* Records for the task *

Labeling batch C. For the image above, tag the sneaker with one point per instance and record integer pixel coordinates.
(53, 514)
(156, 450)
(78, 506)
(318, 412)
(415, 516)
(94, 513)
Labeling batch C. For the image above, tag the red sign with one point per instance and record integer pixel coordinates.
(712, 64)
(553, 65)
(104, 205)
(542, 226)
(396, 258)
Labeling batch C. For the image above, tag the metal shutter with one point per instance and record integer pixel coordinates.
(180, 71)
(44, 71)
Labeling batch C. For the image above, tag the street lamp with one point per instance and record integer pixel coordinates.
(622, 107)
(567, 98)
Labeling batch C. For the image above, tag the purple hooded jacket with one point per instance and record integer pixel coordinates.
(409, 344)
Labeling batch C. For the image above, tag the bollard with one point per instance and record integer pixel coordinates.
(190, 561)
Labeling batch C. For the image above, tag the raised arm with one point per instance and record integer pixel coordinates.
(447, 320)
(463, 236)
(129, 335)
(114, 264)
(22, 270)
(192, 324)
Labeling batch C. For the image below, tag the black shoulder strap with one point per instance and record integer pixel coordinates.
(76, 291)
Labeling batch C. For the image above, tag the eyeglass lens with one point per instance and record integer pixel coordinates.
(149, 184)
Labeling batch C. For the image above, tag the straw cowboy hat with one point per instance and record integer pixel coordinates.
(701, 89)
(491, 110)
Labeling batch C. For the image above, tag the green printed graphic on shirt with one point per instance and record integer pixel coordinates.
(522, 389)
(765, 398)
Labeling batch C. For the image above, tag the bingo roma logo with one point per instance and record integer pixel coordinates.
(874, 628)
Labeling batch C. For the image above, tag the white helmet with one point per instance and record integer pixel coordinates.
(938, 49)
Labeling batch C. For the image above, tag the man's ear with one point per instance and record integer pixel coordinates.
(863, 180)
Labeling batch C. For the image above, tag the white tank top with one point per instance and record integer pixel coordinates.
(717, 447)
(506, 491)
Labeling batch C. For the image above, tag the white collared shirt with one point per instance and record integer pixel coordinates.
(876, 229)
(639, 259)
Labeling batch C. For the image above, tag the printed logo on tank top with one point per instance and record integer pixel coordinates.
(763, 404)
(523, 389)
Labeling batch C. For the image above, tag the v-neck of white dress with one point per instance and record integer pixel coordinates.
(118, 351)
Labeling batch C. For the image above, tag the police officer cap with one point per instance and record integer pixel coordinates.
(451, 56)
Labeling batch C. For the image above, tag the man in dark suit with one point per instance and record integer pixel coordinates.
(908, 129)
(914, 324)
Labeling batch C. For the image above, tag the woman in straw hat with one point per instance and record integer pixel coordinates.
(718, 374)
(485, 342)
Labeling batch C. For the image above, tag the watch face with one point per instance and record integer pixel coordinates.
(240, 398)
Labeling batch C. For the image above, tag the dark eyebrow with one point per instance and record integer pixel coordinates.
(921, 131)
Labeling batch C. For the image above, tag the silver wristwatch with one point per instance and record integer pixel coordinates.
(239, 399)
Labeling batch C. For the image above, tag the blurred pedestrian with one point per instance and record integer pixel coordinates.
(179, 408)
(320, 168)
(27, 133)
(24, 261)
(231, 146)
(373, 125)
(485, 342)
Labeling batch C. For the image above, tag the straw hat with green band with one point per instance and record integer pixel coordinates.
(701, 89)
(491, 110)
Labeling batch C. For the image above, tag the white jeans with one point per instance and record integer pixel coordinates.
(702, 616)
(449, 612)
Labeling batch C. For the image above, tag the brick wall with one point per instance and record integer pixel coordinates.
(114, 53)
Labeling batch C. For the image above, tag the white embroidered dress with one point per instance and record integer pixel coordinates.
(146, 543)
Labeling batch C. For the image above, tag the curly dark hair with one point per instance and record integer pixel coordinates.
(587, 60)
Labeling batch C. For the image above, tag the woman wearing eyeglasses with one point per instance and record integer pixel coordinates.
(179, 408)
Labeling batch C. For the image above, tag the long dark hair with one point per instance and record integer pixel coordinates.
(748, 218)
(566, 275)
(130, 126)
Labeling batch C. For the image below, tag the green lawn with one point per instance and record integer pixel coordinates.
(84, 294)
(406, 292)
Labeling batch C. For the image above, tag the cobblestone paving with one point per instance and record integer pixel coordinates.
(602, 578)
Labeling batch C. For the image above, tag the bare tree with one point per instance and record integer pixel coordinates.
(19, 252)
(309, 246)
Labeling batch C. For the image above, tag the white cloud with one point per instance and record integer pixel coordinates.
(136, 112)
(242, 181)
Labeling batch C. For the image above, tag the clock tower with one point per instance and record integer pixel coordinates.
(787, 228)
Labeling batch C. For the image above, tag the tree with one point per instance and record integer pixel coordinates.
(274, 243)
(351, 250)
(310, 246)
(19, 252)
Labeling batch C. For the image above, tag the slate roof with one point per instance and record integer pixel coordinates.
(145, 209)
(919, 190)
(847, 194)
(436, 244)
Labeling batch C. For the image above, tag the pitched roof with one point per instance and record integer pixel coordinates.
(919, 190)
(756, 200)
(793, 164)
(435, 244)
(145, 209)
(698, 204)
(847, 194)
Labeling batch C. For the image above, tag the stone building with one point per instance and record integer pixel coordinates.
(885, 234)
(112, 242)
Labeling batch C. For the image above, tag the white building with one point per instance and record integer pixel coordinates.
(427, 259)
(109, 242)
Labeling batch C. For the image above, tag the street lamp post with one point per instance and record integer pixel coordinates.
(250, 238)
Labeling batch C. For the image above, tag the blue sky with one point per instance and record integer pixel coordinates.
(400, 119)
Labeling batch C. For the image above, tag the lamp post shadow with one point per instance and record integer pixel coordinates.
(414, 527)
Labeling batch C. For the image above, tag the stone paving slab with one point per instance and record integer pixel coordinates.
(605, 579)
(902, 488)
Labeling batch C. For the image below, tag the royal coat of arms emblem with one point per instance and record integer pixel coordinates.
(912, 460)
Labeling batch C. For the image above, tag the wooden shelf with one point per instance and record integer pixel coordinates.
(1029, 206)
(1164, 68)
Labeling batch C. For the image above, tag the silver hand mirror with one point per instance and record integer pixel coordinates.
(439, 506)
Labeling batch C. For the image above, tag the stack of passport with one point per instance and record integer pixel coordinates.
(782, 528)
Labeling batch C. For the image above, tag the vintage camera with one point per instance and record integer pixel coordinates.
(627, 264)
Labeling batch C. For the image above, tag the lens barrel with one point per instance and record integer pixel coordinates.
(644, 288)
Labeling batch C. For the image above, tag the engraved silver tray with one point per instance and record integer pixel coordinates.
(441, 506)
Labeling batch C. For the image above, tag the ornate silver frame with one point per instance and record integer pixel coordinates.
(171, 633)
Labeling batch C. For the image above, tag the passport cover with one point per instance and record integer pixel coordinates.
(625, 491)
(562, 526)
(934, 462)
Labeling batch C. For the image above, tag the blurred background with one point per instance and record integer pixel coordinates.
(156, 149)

* Task statement *
Every entry must be repeated exactly; none may be skipped.

* Reply to the task *
Labeling batch C. For the image above, tag the sneaker with one point per instance and record integer pixel coordinates.
(53, 514)
(156, 450)
(78, 506)
(318, 412)
(415, 516)
(94, 513)
Labeling batch C. For the image above, tag the red sign with one point per instance and record integer pixel coordinates.
(712, 64)
(553, 65)
(104, 205)
(542, 226)
(396, 258)
Labeling batch C. For the image above, tag the metal shutter with one point per instance and record integer pixel coordinates.
(180, 71)
(44, 71)
Labeling batch C. For the image above, tag the street lamp with one point per instance and record integer pixel coordinates.
(622, 107)
(567, 98)
Labeling batch C. For the image above, tag the purple hooded jacket with one point per instance and record integer pixel coordinates.
(409, 344)
Labeling batch C. For the image above, tag the bollard with one point per instance and record integer pixel coordinates.
(190, 561)
Labeling batch C. For the image above, tag the raised arm with one point per instance and record integer pixel coordinates.
(447, 320)
(463, 236)
(129, 335)
(114, 264)
(22, 270)
(192, 324)
Labeling batch C. For the image below, tag the black shoulder strap with one point per instance and record integer pixel coordinates.
(76, 291)
Labeling batch C. For the image above, tag the eyeglass lens with one point per instance and record integer pixel coordinates.
(149, 184)
Labeling batch C. For the image above, tag the straw cowboy hat with one point per instance and record integer pixel coordinates.
(701, 89)
(491, 110)
Labeling batch C. For the image above, tag the green printed graphic on shirt with one point per instance and record integer pixel coordinates.
(522, 389)
(765, 398)
Labeling batch C. For the image above, tag the bingo roma logo with one point per instance and record integer pixel coordinates.
(874, 628)
Labeling batch C. For the image above, tag the white helmet with one point per instance and record integer pixel coordinates.
(938, 49)
Labeling batch C. For the image above, tag the man's ear with one point per instance and record integer pixel coordinates.
(863, 180)
Labeling batch C. For the image above, tag the white tank top with one point per instance and record integer pixel coordinates.
(717, 447)
(506, 491)
Labeling batch C. For the image above, tag the white collared shirt with one point per instance and record integer pixel coordinates.
(876, 229)
(639, 259)
Labeling batch C. For the image above, tag the printed logo on tank top with one point per instance and record integer pixel coordinates.
(763, 404)
(523, 389)
Labeling batch C. For the image above, tag the v-neck of white dress with one point per instance and record integer pixel coordinates.
(118, 351)
Labeling batch C. For the image above, tag the police officer cap with one point per instance and record integer pixel coordinates.
(451, 56)
Labeling batch C. For the image above, tag the man in dark suit with one point per instance and record integer pixel coordinates.
(908, 129)
(914, 324)
Labeling batch C. For the image above, tag the woman in straw hat with one point per instance and record integer pixel coordinates.
(718, 374)
(485, 342)
Labeling batch C. For the image above, tag the watch face with one point per instance and record integer pixel coordinates.
(240, 398)
Labeling batch C. For the image above, tag the dark eyebrow with one point per instance and record integer pixel coordinates.
(921, 131)
Labeling batch C. For the image above, tag the silver wristwatch with one point per instance and record integer pixel coordinates.
(239, 399)
Labeling batch C. For the image above, tag the blurred pedestrian with one point per instance and record integer pixel coordinates.
(179, 408)
(320, 168)
(27, 133)
(24, 261)
(231, 146)
(373, 125)
(485, 342)
Labeling batch C. For the image above, tag the straw hat with green band with one point per instance and record integer pixel coordinates.
(701, 89)
(491, 110)
Labeling batch C. For the image above, tag the white jeans with one point per instance and record integer pixel coordinates.
(702, 616)
(449, 612)
Labeling batch C. For the image above, tag the brick wall with one point per instance and record integer pixel coordinates.
(114, 53)
Labeling batch C. For the image above, tag the white embroidered dress with one point per instance and record integer pixel coordinates.
(146, 543)
Labeling batch C. For the image above, tag the curly dark hair with one point per instance and record integer pixel coordinates.
(587, 60)
Labeling batch C. For the image above, tag the woman wearing eyeglasses with one point per instance and record integer pixel coordinates.
(179, 408)
Labeling batch C. For the image above, tag the long dark hair with one point per instance and record integer pixel coordinates.
(748, 218)
(566, 275)
(130, 126)
Labeling batch C. For the image below, tag the green lawn with one point per instance and record integer pixel coordinates.
(84, 294)
(406, 292)
Labeling batch C. For the image above, tag the cobblestone paving with one point per instance and record integer pixel coordinates.
(602, 578)
Labeling batch C. For the image above, tag the bare tree with one point per instance and record integer pixel coordinates.
(19, 252)
(309, 246)
Labeling batch C. For the image above, tag the white cloud with one point per instance and record integer pixel coordinates.
(136, 112)
(242, 181)
Labeling batch C. For the image above, tag the clock tower with one point per instance and record integer pixel coordinates.
(787, 228)
Labeling batch C. For the image above, tag the tree with one point per instance and record integer pixel coordinates.
(274, 243)
(351, 250)
(310, 246)
(19, 252)
Labeling batch C. For the image above, tag the slate roof with one point per instance and record integer pixel coordinates.
(145, 209)
(919, 190)
(847, 194)
(436, 244)
Labeling batch C. For the image above, tag the pitched roof with one point per instance and record integer pixel coordinates.
(919, 190)
(756, 200)
(793, 164)
(435, 244)
(145, 209)
(698, 204)
(847, 194)
Labeling batch C. For the image above, tag the stone building with one point per instance and record integer pixel coordinates.
(885, 234)
(112, 242)
Labeling batch C. For the image above, tag the white building with one point per instance and record integer pixel coordinates.
(427, 259)
(109, 242)
Labeling batch C. For the image above, tag the street lamp post with one point per instance and record integer pixel coordinates.
(250, 238)
Labeling batch C. For the image above, tag the blue sky with one point per instance and record integer pixel coordinates.
(400, 119)
Labeling batch C. For the image above, tag the lamp post shadow with one point per instance and record integer pixel coordinates.
(414, 527)
Labeling batch C. For the image above, tag the stone paving slab with one point per instance and record integer pixel coordinates.
(605, 579)
(902, 488)
Labeling batch C. For the image below, tag the royal coat of arms emblem with one point per instance and record integer pixel coordinates.
(912, 460)
Labeling batch C. For the image above, tag the wooden shelf with one point per instance and record integer pixel coordinates.
(1029, 206)
(1164, 68)
Labeling batch C. For the image above, tag the silver hand mirror with one point per instance and record integer pixel coordinates.
(439, 506)
Labeling batch C. For the image above, tag the stack of passport with one point per instance and record integer pixel coordinates.
(782, 528)
Labeling batch C. For the image above, tag the vintage camera with one point per instance and record integer pixel coordinates.
(627, 264)
Labeling batch C. For the image above, tag the lens barrel with one point per instance and record integer pixel coordinates.
(644, 288)
Labeling batch C. For the image above, tag the engraved silver tray with one point per instance and record integer pixel coordinates.
(441, 506)
Labeling batch C. For the image above, tag the ornate silver frame with one point per instance and record integer pixel coordinates.
(171, 633)
Labeling batch C. For the image above, tag the passport cover with one point per instance and record integer pixel coordinates.
(625, 491)
(562, 526)
(934, 462)
Labeling batch C. For the image above, tag the blurred background with one point per instance and record integer pixel coordinates.
(156, 149)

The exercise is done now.